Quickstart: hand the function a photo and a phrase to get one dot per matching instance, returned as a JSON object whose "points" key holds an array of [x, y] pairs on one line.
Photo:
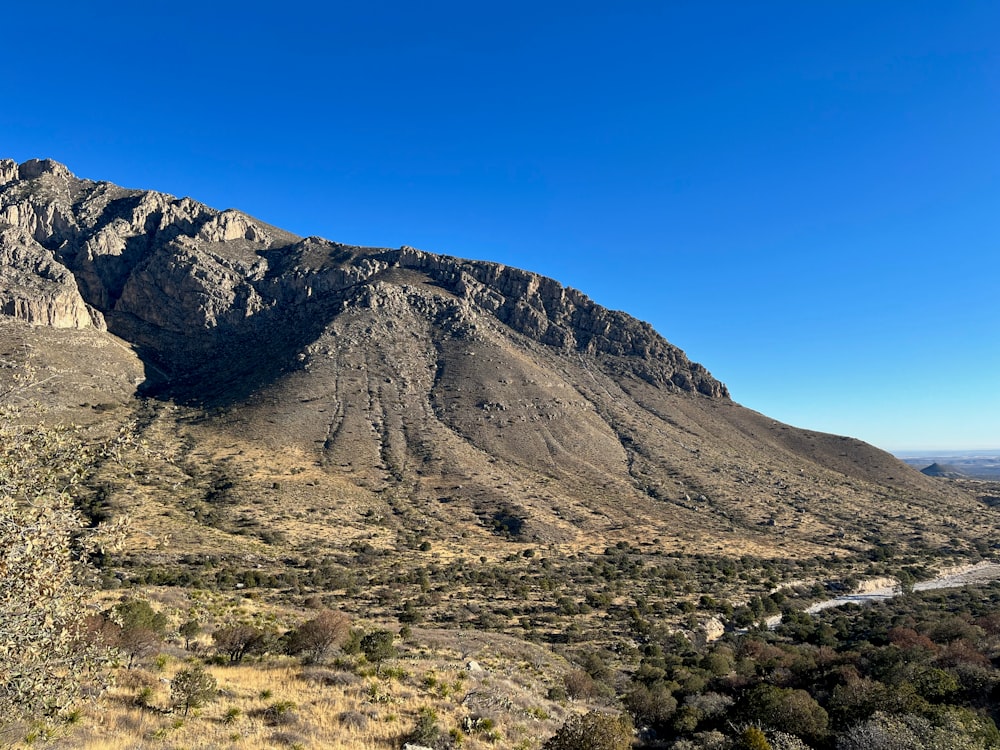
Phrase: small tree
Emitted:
{"points": [[592, 731], [189, 630], [315, 637], [192, 688], [237, 641], [378, 647], [135, 628]]}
※ ※ ※
__STATED TASK__. Locate each line in the records that contains the string "points", treating uppercase and lowercase as different, and copy every such line.

__TASK ANSWER__.
Quickstart: hand the function a photo and a phrase to get one dot per matching instance, returned as a JSON object whose "points" key holds an array of [x, y] pairs on one line.
{"points": [[592, 731], [189, 630], [315, 637], [192, 688], [237, 641], [378, 647], [135, 628]]}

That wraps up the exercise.